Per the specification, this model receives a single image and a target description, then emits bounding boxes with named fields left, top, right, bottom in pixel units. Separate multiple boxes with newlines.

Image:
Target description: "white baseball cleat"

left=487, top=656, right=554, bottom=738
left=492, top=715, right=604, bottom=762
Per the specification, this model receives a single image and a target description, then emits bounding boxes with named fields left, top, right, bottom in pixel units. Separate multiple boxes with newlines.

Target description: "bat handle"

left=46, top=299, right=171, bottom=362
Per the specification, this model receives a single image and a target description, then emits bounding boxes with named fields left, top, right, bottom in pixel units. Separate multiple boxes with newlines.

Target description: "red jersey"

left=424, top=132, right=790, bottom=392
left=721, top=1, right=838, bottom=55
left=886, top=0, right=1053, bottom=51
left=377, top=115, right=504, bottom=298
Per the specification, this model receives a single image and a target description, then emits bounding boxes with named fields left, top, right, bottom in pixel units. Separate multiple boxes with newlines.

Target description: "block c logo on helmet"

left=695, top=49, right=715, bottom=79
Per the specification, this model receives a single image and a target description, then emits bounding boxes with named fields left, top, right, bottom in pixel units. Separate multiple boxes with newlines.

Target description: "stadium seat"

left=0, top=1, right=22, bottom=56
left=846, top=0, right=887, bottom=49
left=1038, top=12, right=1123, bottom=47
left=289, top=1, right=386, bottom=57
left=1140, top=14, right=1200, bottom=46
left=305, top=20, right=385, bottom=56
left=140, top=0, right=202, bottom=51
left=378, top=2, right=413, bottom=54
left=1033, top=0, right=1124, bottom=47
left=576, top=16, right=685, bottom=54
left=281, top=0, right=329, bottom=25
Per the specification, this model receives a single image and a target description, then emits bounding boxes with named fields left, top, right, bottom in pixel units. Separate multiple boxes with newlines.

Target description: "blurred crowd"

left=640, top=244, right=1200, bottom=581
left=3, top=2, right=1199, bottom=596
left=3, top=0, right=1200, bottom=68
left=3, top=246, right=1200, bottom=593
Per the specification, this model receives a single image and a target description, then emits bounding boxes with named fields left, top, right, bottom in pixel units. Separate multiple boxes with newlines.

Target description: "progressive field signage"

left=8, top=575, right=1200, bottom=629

[Task goal]: Reproduce the data in full, exactly as presented.

[Result of the task]:
Per the specification, this model receives a single image and a target description, then emits bounding boxes with named fields left, top, right, bottom in pixel units. Separate multiple boxes with newlines.

Image:
Target description: "white baseball cleat"

left=487, top=656, right=554, bottom=738
left=492, top=715, right=604, bottom=762
Per the specification, this model receives a single image and a target description, then emits bounding boxes with named fields left, top, right, bottom in pixel units. Separate multiple boxes with newlines.

Target description: "bat handle"

left=46, top=299, right=171, bottom=362
Per the specification, this model receives a single image and a target description, then emits bounding boxes with named fields left, top, right, bottom in pixel units. Separate multiple boxes with newlines.

Target description: "red jersey"

left=424, top=132, right=790, bottom=392
left=721, top=1, right=838, bottom=55
left=886, top=0, right=1053, bottom=51
left=377, top=115, right=504, bottom=298
Per the specification, this model receives a single image and a target description, then emits bounding boxes with named fields left, top, right, bottom in pixel units. Separate multiple boxes with newlines.

Target description: "block c logo on helmet"

left=695, top=49, right=715, bottom=79
Per the specification, this model receives a single image and a target description, then emits bounding boxes with named fields left, top, right, bottom in pixel units. Separate multiple boxes with newlines.

Target description: "stadium seat"

left=0, top=1, right=22, bottom=56
left=846, top=0, right=887, bottom=49
left=1038, top=12, right=1123, bottom=47
left=289, top=1, right=386, bottom=57
left=1140, top=14, right=1200, bottom=46
left=305, top=20, right=385, bottom=56
left=140, top=0, right=202, bottom=51
left=378, top=2, right=413, bottom=54
left=1033, top=0, right=1124, bottom=47
left=576, top=16, right=685, bottom=54
left=281, top=0, right=329, bottom=25
Per the specification, this model receives a single image and a target description, then emits bounding boxes with named fields left, top, right, bottom in pixel units. Separate multiple boxes with newlines.

Target description: "blurred crowd"

left=640, top=244, right=1200, bottom=581
left=3, top=2, right=1199, bottom=596
left=3, top=0, right=1200, bottom=68
left=3, top=246, right=1200, bottom=593
Per the specification, this model receives a single image and a target description, then emits bounding boxes with named fields left, top, right, bottom in pixel units. Separate multiple boxes with newlines.

Target description: "progressive field signage"

left=8, top=575, right=1200, bottom=629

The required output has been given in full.